* [Exercise brief]: From the data below, put the lines beginning with the one containing "of the dozer" and running through the one containing "(1127, 417)" into a Markdown table with the columns No. and Text, leaving out blank lines and all other lines.

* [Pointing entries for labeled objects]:
------------------------------------------------------------

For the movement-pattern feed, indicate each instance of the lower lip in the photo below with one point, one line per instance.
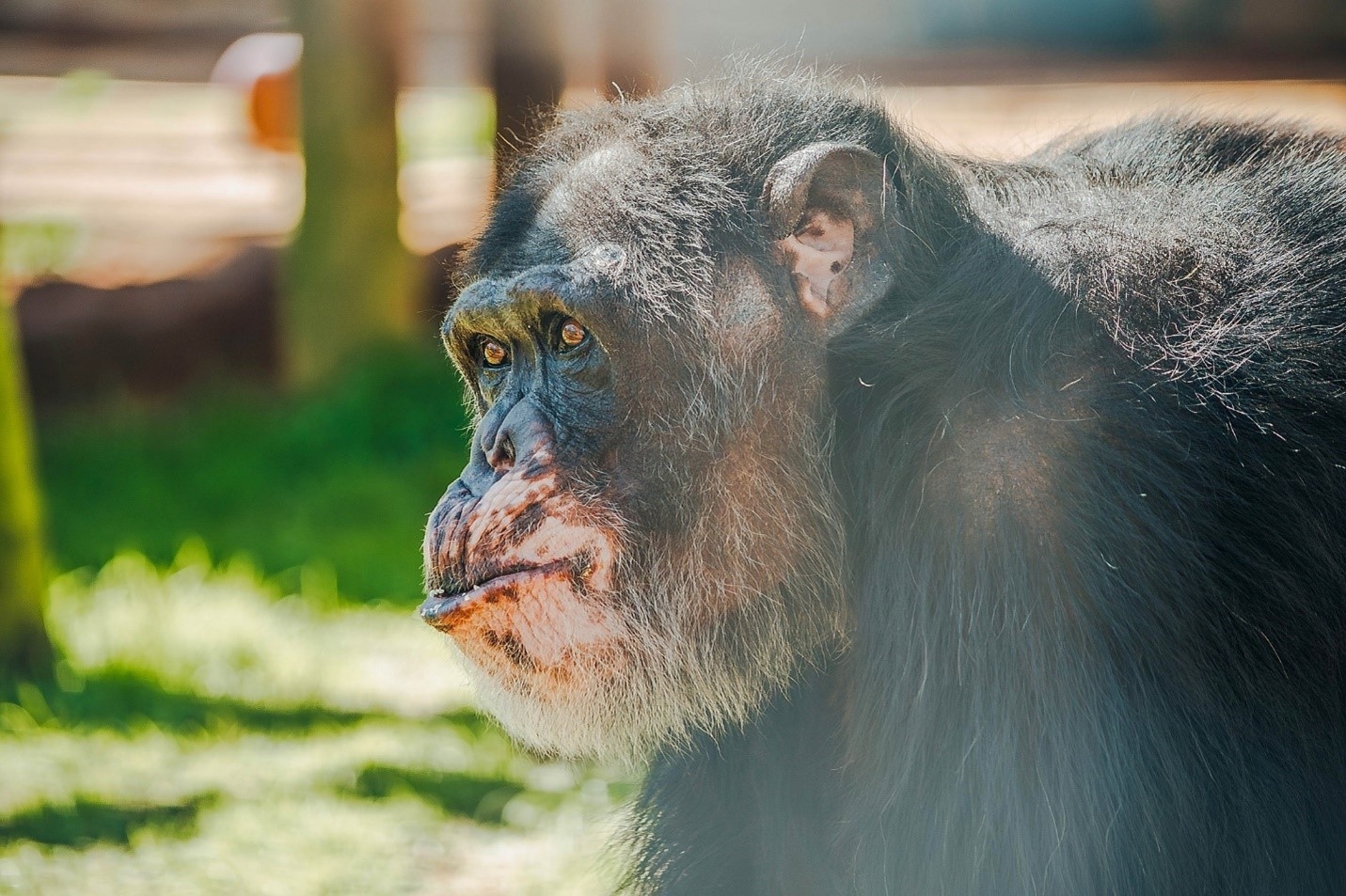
(442, 609)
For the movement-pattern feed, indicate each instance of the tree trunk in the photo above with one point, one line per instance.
(24, 650)
(349, 278)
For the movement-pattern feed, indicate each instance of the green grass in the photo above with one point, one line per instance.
(206, 735)
(321, 492)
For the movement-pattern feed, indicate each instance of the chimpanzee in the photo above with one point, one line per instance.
(940, 527)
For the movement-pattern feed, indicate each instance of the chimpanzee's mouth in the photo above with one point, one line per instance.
(442, 608)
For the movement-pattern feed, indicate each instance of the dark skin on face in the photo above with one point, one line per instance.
(543, 385)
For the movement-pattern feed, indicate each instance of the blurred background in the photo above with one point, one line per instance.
(228, 231)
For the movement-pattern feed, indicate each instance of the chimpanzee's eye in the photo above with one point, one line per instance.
(572, 334)
(493, 354)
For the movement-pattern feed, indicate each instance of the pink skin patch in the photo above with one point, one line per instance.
(522, 567)
(818, 250)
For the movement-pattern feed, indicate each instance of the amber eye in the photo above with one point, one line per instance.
(572, 334)
(494, 354)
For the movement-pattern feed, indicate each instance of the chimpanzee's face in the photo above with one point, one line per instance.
(643, 540)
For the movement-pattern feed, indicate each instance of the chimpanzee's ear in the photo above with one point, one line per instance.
(824, 206)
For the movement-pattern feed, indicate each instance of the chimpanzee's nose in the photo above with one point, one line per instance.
(521, 434)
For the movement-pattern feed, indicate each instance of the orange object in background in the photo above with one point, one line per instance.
(265, 65)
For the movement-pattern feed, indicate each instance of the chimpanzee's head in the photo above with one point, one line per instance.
(645, 540)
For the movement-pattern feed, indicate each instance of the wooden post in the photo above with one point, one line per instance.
(349, 280)
(24, 649)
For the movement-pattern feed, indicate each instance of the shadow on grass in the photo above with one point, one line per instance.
(85, 823)
(124, 700)
(474, 796)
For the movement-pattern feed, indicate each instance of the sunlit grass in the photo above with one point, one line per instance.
(336, 483)
(272, 745)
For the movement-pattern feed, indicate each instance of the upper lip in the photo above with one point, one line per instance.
(440, 602)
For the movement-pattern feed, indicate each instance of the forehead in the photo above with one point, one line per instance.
(596, 194)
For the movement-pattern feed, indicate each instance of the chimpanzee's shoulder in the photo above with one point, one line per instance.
(1211, 252)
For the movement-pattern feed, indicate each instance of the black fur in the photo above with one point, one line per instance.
(1092, 446)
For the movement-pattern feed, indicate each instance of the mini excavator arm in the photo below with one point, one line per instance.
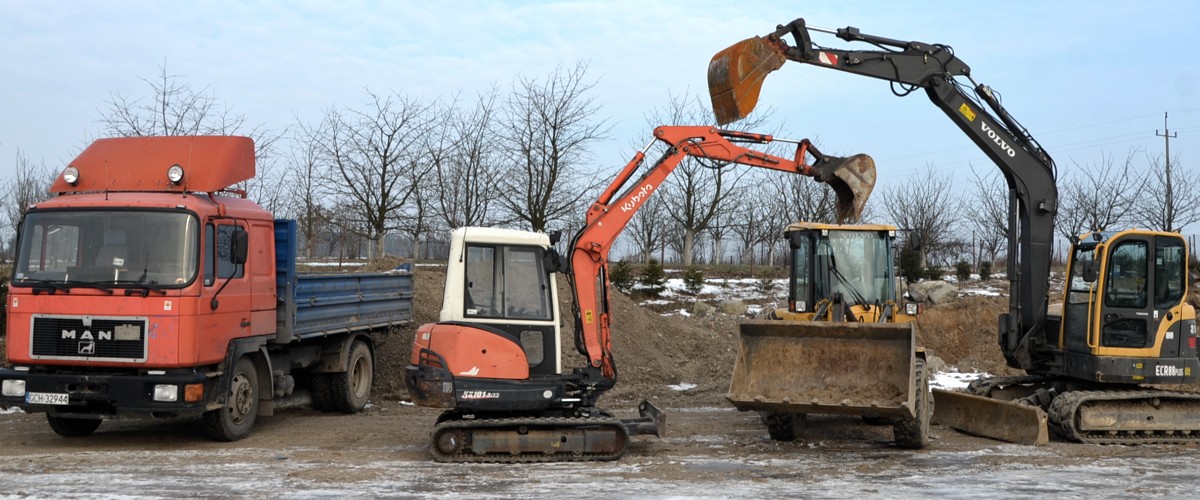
(852, 179)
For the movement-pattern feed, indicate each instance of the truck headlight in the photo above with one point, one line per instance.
(13, 387)
(166, 392)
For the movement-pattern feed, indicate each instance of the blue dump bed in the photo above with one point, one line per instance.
(321, 305)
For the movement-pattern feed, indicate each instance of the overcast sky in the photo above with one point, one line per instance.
(1087, 78)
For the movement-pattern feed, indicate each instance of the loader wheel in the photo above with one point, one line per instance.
(913, 433)
(69, 427)
(237, 417)
(783, 426)
(353, 386)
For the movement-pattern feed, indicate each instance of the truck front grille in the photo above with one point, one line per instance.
(99, 338)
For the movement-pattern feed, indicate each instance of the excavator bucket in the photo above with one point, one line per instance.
(996, 419)
(736, 74)
(819, 367)
(852, 180)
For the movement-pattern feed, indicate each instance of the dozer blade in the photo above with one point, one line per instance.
(802, 367)
(852, 180)
(996, 419)
(736, 74)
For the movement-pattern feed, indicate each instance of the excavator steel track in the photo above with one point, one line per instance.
(529, 440)
(1127, 417)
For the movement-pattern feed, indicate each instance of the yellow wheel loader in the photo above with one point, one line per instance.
(845, 344)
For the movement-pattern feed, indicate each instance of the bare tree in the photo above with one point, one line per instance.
(29, 185)
(377, 161)
(648, 228)
(305, 203)
(549, 127)
(1098, 197)
(988, 212)
(174, 108)
(467, 164)
(1169, 200)
(927, 210)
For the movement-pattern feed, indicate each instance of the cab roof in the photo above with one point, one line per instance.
(210, 163)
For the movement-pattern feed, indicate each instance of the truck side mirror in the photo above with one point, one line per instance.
(1089, 270)
(239, 245)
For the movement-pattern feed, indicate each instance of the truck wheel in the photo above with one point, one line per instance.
(69, 427)
(913, 433)
(235, 420)
(784, 426)
(322, 386)
(353, 386)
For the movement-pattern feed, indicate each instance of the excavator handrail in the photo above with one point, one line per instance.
(609, 216)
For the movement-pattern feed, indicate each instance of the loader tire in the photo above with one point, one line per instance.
(783, 426)
(913, 433)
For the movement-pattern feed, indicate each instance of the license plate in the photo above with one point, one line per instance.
(47, 398)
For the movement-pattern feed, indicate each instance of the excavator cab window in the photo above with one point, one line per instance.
(507, 282)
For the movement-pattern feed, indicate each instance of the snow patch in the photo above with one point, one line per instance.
(954, 380)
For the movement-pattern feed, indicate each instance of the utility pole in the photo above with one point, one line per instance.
(1170, 197)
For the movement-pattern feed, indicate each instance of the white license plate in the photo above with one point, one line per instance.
(47, 398)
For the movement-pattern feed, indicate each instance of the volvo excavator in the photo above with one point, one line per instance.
(493, 362)
(1125, 327)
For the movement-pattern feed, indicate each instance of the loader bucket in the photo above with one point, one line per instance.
(852, 180)
(817, 367)
(736, 74)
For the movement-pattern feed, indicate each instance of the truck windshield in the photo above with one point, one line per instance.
(109, 248)
(856, 264)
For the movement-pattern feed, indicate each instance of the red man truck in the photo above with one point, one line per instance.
(149, 287)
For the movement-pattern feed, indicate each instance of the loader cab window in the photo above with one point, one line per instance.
(507, 282)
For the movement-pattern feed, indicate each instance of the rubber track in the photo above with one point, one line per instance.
(466, 456)
(1065, 409)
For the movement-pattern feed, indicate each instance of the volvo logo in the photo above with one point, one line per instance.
(997, 139)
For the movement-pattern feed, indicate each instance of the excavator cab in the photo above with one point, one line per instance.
(1125, 317)
(844, 272)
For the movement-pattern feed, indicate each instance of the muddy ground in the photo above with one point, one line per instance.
(711, 449)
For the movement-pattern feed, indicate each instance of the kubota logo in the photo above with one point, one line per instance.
(637, 198)
(996, 139)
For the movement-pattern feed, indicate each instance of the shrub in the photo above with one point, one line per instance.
(621, 276)
(694, 281)
(653, 279)
(963, 271)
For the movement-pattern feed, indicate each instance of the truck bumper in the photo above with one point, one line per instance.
(108, 396)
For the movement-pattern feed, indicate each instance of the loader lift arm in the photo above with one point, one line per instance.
(851, 178)
(736, 76)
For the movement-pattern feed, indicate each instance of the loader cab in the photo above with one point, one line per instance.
(502, 282)
(852, 264)
(1126, 307)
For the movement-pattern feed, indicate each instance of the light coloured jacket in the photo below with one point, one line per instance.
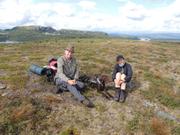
(67, 69)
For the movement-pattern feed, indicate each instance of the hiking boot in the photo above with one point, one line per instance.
(122, 96)
(117, 94)
(88, 103)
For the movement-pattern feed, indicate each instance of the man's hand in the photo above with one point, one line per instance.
(72, 82)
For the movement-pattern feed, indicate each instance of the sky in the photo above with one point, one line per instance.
(99, 15)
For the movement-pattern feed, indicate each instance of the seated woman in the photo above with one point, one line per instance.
(122, 74)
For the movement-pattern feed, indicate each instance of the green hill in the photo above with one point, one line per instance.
(31, 33)
(28, 105)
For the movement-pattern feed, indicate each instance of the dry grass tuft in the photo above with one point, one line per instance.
(159, 127)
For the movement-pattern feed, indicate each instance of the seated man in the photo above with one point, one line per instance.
(68, 74)
(122, 74)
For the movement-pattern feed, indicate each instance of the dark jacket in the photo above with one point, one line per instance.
(126, 69)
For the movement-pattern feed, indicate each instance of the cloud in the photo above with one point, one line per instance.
(87, 15)
(87, 5)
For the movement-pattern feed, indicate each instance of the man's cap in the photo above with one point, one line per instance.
(119, 57)
(70, 47)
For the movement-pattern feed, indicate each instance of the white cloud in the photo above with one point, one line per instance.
(87, 5)
(86, 16)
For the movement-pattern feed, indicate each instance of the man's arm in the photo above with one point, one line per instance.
(129, 73)
(60, 64)
(114, 73)
(76, 76)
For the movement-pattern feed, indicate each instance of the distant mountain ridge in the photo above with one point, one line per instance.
(28, 33)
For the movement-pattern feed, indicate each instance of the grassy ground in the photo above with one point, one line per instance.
(28, 105)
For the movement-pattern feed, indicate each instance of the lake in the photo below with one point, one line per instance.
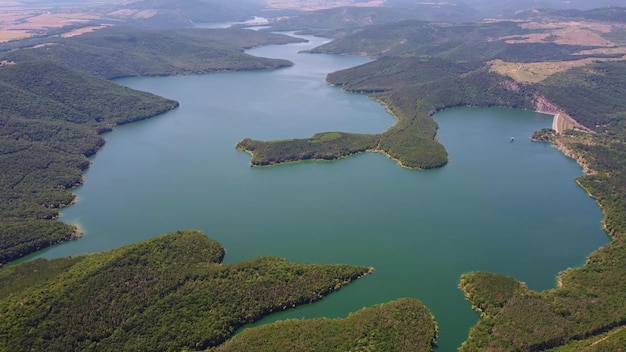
(500, 206)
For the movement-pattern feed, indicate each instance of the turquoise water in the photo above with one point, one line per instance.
(501, 206)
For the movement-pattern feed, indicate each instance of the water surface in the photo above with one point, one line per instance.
(501, 206)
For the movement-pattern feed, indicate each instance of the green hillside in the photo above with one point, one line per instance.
(124, 51)
(168, 293)
(51, 118)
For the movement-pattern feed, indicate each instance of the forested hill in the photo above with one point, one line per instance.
(170, 293)
(123, 51)
(471, 42)
(50, 119)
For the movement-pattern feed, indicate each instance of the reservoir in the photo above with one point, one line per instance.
(500, 206)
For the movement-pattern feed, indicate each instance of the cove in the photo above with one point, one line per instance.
(499, 206)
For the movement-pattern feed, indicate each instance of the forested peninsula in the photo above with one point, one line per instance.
(167, 293)
(422, 67)
(55, 104)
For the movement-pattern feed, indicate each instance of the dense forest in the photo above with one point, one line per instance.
(168, 293)
(51, 120)
(172, 292)
(415, 77)
(117, 52)
(52, 114)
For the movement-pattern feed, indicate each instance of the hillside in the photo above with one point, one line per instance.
(415, 78)
(168, 293)
(117, 52)
(51, 118)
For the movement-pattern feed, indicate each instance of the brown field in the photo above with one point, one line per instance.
(572, 32)
(311, 5)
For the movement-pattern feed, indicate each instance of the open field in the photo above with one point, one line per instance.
(310, 5)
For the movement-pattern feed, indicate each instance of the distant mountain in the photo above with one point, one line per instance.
(506, 8)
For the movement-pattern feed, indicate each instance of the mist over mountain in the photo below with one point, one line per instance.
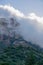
(31, 28)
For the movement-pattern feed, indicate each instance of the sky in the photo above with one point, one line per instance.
(29, 13)
(26, 6)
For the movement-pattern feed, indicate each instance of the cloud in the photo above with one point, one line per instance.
(34, 17)
(31, 25)
(12, 10)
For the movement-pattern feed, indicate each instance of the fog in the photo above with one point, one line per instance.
(31, 26)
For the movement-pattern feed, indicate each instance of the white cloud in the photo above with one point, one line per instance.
(12, 10)
(33, 16)
(31, 31)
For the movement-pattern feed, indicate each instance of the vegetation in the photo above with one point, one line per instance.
(20, 55)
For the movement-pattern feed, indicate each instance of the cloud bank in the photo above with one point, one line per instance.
(31, 25)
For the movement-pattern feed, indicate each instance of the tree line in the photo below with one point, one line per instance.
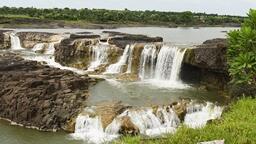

------------------------------------------------------------

* [The reply]:
| No. | Text |
|---|---|
| 1 | For the movement-pattern feed, indicate each instance of the dozer blade in the photo above with one point, one line per instance. |
| 2 | (802, 367) |
| 3 | (852, 180) |
| 4 | (996, 419) |
| 5 | (736, 74) |
| 6 | For the movement-pattern feed, indicate each instance of the excavator steel track in the photo above with one point, one line per instance. |
| 7 | (529, 440) |
| 8 | (1127, 417) |